» **Consignes**:
1) Recopiez fidèlement le passage de l'extrait consacré à Zola, depuis « Jaurès, Clemenceau, Mirbeau, viennent » jusqu'à « par cette loi. » inclus.
2) Reformulez sous forme de liste le paragraphe de l'extrait consacré à Zola qui commence par « En février 1901, le romancier publie », en conservant l'essentiel des faits.
3) Répondez aux questions suivantes à partir de l'extrait consacré à Zola :
(a) Quelle loi est votée en décembre ?
(b) À quelle cause l'autopsie attribue-t-elle la mort de l'écrivain ?
(c) En quelle année le journaliste révèle-t-il le nom de l'entrepreneur de fumisterie, et quel est ce nom ?

── Extrait du texte ──

Jaurès, Clemenceau, Mirbeau, viennent aussi le voir. Car, dès la fin du mois d’août, un rebondissement va, sinon hâter le dénouement (l’Affaire se caractérise par sa durée), du moins laisser augurer une issue favorable : le colonel Henry, convaincu de faux, est arrêté et se suicide ; puis, en février 1899, la mort de Félix Faure, adversaire de la révision, et l’arrivée de son successeur Émile Loubet, qui y est favorable, conduisent à la libération de Dreyfus, condamné une nouvelle fois à Rennes en septembre 1899, mais grâcié par Loubet dix jours plus tard. En décembre, une loi d’amnistie générale est votée. Zola s’insurge, dans une lettre ouverte au nouveau président de la République, car si Dreyfus est enfin libre, la vérité est « enterrée » par cette loi.
En février 1901, le romancier publie La Vérité en marche, recueil de ses articles relatifs à l’Affaire, classés selon l’ordre chronologique. Après Travail, il achève le troisième de ses Évangiles, Vérité, qui transpose les événements passés dans le monde clos d’une institution religieuse, et quitte Médan pour Paris le 28 septembre. Le lendemain de son retour, on le retrouve sans vie dans sa chambre ; sa femme, inanimée, va survivre, et rapportera au médecin venu l’interroger quinze jours plus tard les derniers mots de son mari : « Demain, nous serons guéris. »
L’autopsie confirme la mort de l’écrivain par empoisonnement dû à l’oxyde de carbone, et l’enquête conclut à un accident. Les obsèques de Zola donnent lieu à de nouveaux déploiements de foules, et L’Aurore, dès le 1er octobre, titre sur six colonnes à la une : « Zola au Panthéon ! » Il est possible que les proches, en particulier Alexandrine, n’aient pas cru à la thèse accidentelle, mais qu’ils aient refusé, « par crainte d’un scandale inutile », note Alain Pagès, de « faire part de leurs doutes ». Mais le feuilleton va se poursuivre : un demi-siècle plus tard, en 1953, un jeune journaliste, Jean Bedel, rapporte dans Libération le témoignage d’un certain Pierre Hacquin, qui avait recueilli en 1927 les confidences d’un ami, dont il ne dévoile pas le nom : cet ami, entrepreneur de fumisterie, affirmait avoir intentionnellement bouché, avec l’aide d’un collègue, la cheminée de Zola. En 1978, le journaliste révèle son nom : il s’agit d’Henri Buronfosse.

───
── Entrées des données ──

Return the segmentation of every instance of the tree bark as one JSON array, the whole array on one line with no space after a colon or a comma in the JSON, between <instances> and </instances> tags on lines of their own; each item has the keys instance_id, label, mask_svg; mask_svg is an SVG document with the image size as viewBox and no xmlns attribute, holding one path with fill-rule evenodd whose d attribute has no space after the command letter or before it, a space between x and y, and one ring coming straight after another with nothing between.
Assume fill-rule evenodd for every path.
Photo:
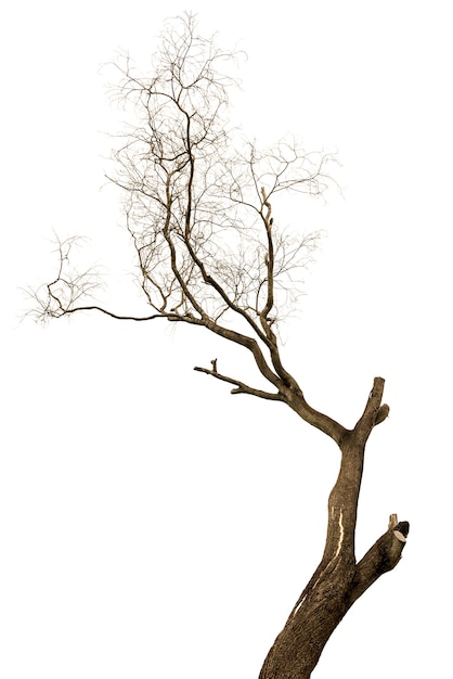
<instances>
[{"instance_id":1,"label":"tree bark","mask_svg":"<svg viewBox=\"0 0 453 679\"><path fill-rule=\"evenodd\" d=\"M351 605L401 559L409 523L398 523L392 514L387 531L355 562L357 509L365 444L373 427L385 420L389 410L388 406L380 406L383 390L384 380L376 377L355 427L344 430L337 440L341 463L328 498L324 554L269 651L259 679L309 679L332 632ZM337 427L335 423L335 437Z\"/></svg>"}]
</instances>

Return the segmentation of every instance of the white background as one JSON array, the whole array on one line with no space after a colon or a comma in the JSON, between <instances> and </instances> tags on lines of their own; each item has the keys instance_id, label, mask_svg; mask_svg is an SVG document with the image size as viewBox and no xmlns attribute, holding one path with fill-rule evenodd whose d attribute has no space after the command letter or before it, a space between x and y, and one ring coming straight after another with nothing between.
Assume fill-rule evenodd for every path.
<instances>
[{"instance_id":1,"label":"white background","mask_svg":"<svg viewBox=\"0 0 453 679\"><path fill-rule=\"evenodd\" d=\"M352 426L373 377L390 418L367 448L358 556L398 512L403 560L348 613L316 679L448 677L451 598L451 21L448 3L198 2L248 53L234 116L264 143L337 150L326 205L285 218L327 238L283 358ZM146 68L184 5L20 2L1 18L0 674L251 679L321 558L335 446L283 406L192 370L247 356L194 329L75 316L20 321L50 278L52 229L89 235L111 306L128 276L116 131L99 67ZM114 127L114 129L112 129ZM275 216L276 217L276 216ZM115 276L113 274L115 272ZM193 332L192 332L193 331Z\"/></svg>"}]
</instances>

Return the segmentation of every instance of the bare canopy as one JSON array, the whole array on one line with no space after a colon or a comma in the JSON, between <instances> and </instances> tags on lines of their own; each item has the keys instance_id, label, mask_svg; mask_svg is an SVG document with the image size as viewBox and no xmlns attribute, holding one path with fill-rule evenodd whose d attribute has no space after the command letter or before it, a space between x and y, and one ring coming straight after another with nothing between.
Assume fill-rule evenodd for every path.
<instances>
[{"instance_id":1,"label":"bare canopy","mask_svg":"<svg viewBox=\"0 0 453 679\"><path fill-rule=\"evenodd\" d=\"M52 281L34 297L39 319L98 310L114 319L167 319L207 329L243 347L267 388L223 374L217 359L195 370L229 383L232 394L286 403L339 447L340 470L328 500L324 553L270 650L260 679L308 679L331 633L357 599L401 558L409 533L394 514L357 562L357 507L366 441L385 421L384 380L375 377L352 430L312 408L283 364L279 326L301 293L302 270L318 242L292 229L277 205L289 192L320 196L331 154L307 152L286 138L260 150L229 125L230 75L236 54L197 33L195 17L170 22L151 75L128 56L115 64L115 98L131 121L114 151L109 179L121 190L142 295L151 311L125 316L92 300L96 272L72 269L76 239L57 243ZM300 208L299 208L300 209Z\"/></svg>"}]
</instances>

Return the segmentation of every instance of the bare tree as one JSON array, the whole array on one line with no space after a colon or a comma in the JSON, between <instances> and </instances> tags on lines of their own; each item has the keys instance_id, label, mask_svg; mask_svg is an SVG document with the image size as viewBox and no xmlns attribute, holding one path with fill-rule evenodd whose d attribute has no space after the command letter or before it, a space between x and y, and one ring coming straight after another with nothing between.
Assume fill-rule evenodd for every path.
<instances>
[{"instance_id":1,"label":"bare tree","mask_svg":"<svg viewBox=\"0 0 453 679\"><path fill-rule=\"evenodd\" d=\"M143 76L128 56L116 63L115 97L132 113L109 179L122 191L126 228L138 280L151 313L121 316L88 304L98 278L70 270L74 239L59 242L59 268L35 294L41 319L98 310L114 319L167 319L203 326L243 347L267 388L220 370L217 359L195 370L249 394L286 403L329 436L341 453L328 498L324 553L264 661L260 679L308 679L324 645L361 594L401 558L407 522L390 516L387 530L357 562L354 535L366 441L388 415L384 380L376 377L363 413L348 430L312 408L283 364L279 325L295 308L301 271L318 233L279 227L281 194L320 196L328 184L329 154L307 153L295 139L260 151L228 123L224 75L235 54L198 36L193 15L167 25ZM221 69L223 67L223 73ZM275 221L274 221L275 219Z\"/></svg>"}]
</instances>

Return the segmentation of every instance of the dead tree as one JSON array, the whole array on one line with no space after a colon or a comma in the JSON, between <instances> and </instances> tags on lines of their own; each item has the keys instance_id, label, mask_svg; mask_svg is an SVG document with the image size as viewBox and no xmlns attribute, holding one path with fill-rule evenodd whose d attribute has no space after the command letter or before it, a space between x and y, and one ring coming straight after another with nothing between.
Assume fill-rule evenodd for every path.
<instances>
[{"instance_id":1,"label":"dead tree","mask_svg":"<svg viewBox=\"0 0 453 679\"><path fill-rule=\"evenodd\" d=\"M35 310L41 319L98 310L114 319L207 329L243 347L268 386L224 374L217 359L195 370L230 384L232 394L286 403L337 444L341 462L328 499L324 553L260 672L260 679L308 679L350 606L399 562L409 524L392 514L388 529L357 562L365 445L389 411L381 402L384 380L374 380L363 413L348 430L310 406L283 363L279 342L319 234L303 234L297 226L285 231L275 208L288 192L320 196L334 158L307 153L294 139L262 152L230 129L234 81L219 68L234 59L199 37L194 16L185 14L167 25L151 76L140 75L127 56L115 65L115 94L132 123L114 152L109 179L124 195L125 226L151 313L121 316L88 304L98 280L94 271L69 269L74 239L59 242L57 273L35 293Z\"/></svg>"}]
</instances>

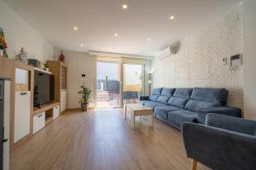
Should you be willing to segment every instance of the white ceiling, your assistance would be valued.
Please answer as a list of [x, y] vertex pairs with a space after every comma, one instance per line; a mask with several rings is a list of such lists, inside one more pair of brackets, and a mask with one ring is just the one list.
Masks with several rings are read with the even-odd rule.
[[[218, 20], [240, 1], [5, 0], [57, 48], [143, 56], [154, 56], [172, 42]], [[123, 3], [128, 5], [126, 10]], [[175, 19], [170, 20], [172, 14]], [[73, 30], [74, 26], [78, 31]]]

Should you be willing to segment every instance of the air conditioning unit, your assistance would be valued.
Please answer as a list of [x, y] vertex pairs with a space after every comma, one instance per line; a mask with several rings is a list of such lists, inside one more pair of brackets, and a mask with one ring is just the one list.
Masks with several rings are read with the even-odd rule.
[[179, 43], [177, 42], [172, 45], [170, 45], [168, 48], [162, 50], [158, 55], [157, 59], [159, 60], [164, 60], [167, 57], [170, 57], [172, 54], [176, 54], [177, 52]]

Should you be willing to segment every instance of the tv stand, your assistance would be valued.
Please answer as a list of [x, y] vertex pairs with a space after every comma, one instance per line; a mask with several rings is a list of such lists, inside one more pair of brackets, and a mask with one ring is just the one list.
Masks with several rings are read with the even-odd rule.
[[33, 134], [51, 123], [60, 116], [60, 102], [49, 102], [35, 106], [33, 110]]
[[57, 105], [60, 105], [60, 102], [49, 102], [42, 105], [36, 106], [34, 107], [33, 116], [37, 116], [44, 111], [47, 111], [48, 110], [50, 110]]

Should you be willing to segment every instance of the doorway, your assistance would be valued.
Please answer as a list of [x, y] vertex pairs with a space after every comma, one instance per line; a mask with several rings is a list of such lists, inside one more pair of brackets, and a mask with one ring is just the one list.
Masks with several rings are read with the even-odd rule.
[[143, 73], [142, 65], [123, 64], [123, 104], [138, 103], [143, 94]]
[[120, 64], [96, 62], [96, 108], [119, 107]]

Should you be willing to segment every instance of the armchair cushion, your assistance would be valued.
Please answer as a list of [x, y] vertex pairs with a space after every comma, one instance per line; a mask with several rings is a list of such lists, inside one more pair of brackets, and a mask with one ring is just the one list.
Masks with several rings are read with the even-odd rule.
[[256, 167], [255, 136], [191, 122], [182, 124], [182, 134], [188, 157], [212, 169]]
[[256, 121], [210, 113], [206, 125], [255, 136]]

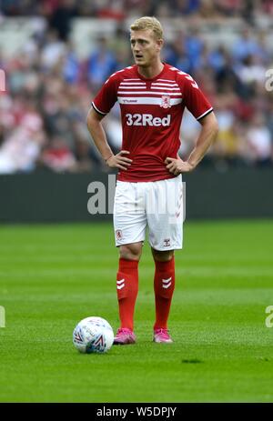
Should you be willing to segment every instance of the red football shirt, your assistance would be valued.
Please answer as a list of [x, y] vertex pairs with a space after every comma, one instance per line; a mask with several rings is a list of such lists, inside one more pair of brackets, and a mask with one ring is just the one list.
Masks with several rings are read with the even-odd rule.
[[122, 149], [133, 160], [120, 181], [157, 181], [172, 178], [164, 163], [177, 157], [185, 107], [197, 120], [213, 108], [195, 80], [187, 74], [164, 65], [153, 79], [143, 77], [133, 65], [112, 75], [92, 105], [101, 114], [109, 113], [118, 101], [122, 121]]

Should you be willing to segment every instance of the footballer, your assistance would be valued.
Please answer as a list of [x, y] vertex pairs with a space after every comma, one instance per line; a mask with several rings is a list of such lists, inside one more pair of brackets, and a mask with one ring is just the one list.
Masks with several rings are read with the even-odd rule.
[[[135, 65], [104, 84], [87, 115], [91, 136], [111, 168], [118, 168], [114, 204], [116, 246], [119, 248], [116, 292], [120, 326], [114, 344], [136, 342], [134, 310], [138, 262], [146, 228], [155, 262], [156, 317], [153, 340], [172, 343], [167, 320], [175, 289], [175, 250], [182, 248], [182, 173], [192, 171], [217, 134], [213, 107], [187, 74], [163, 63], [163, 30], [144, 16], [130, 27]], [[102, 119], [116, 102], [121, 110], [121, 151], [114, 155]], [[178, 155], [179, 131], [187, 107], [200, 123], [195, 147], [184, 161]], [[167, 209], [164, 209], [164, 205]]]

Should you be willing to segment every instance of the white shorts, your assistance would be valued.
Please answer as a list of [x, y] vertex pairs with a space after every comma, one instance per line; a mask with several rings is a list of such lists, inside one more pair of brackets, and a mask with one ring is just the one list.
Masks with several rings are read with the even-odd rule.
[[145, 240], [159, 251], [182, 248], [182, 175], [167, 180], [117, 181], [114, 202], [116, 246]]

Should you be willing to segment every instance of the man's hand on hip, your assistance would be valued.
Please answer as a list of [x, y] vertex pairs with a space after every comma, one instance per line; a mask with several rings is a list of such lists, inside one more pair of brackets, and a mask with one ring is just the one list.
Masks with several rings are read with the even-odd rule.
[[116, 155], [112, 155], [106, 160], [106, 164], [110, 166], [110, 168], [120, 168], [126, 171], [127, 166], [130, 166], [133, 161], [132, 159], [123, 156], [123, 155], [127, 155], [129, 153], [129, 151], [120, 151]]

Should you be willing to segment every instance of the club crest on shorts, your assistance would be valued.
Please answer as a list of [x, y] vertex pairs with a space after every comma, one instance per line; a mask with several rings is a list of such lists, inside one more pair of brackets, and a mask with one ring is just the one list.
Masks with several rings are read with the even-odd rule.
[[160, 106], [162, 108], [170, 108], [170, 96], [168, 95], [164, 95], [161, 96], [161, 104]]
[[122, 240], [122, 231], [121, 229], [116, 230], [116, 240]]
[[165, 238], [165, 240], [163, 240], [163, 243], [164, 243], [165, 247], [169, 247], [170, 246], [170, 238]]

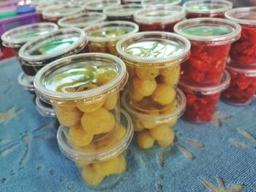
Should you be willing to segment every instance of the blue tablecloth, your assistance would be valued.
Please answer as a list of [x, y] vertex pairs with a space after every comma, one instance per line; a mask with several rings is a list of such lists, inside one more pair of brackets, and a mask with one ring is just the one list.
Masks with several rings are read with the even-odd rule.
[[[92, 191], [59, 151], [54, 120], [17, 82], [16, 58], [0, 63], [0, 191]], [[128, 171], [109, 191], [256, 191], [256, 102], [219, 102], [211, 123], [179, 120], [170, 147], [129, 149]]]

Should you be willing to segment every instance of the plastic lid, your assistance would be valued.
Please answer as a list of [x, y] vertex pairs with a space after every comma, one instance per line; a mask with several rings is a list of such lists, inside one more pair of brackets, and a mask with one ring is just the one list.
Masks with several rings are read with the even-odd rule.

───

» **Réponses aux consignes**:
1)
Jaurès, Clemenceau, Mirbeau, viennent aussi le voir. Car, dès la fin du mois d’août, un rebondissement va, sinon hâter le dénouement (l’Affaire se caractérise par sa durée), du moins laisser augurer une issue favorable : le colonel Henry, convaincu de faux, est arrêté et se suicide ; puis, en février 1899, la mort de Félix Faure, adversaire de la révision, et l’arrivée de son successeur Émile Loubet, qui y est favorable, conduisent à la libération de Dreyfus, condamné une nouvelle fois à Rennes en septembre 1899, mais grâcié par Loubet dix jours plus tard. En décembre, une loi d’amnistie générale est votée. Zola s’insurge, dans une lettre ouverte au nouveau président de la République, car si Dreyfus est enfin libre, la vérité est « enterrée » par cette loi.

2)
- Février 1901 : parution de La Vérité en marche, recueil de ses articles sur l'Affaire, classés par ordre chronologique.
- Après Travail, il achève Vérité, le troisième de ses Évangiles. L'ouvrage transpose les événements passés dans le monde clos d'une institution religieuse.
- 28 septembre : il quitte Médan pour Paris.
- Le lendemain de son retour, on le retrouve sans vie dans sa chambre. Sa femme, inanimée, survit.
- Quinze jours plus tard, elle rapporte au médecin venu l'interroger les derniers mots de son mari : « Demain, nous serons guéris. »

3)
(a) Une loi d'amnistie générale.
(b) À un empoisonnement dû à l'oxyde de carbone.
(c) En 1978. Il s'agit d'Henri Buronfosse.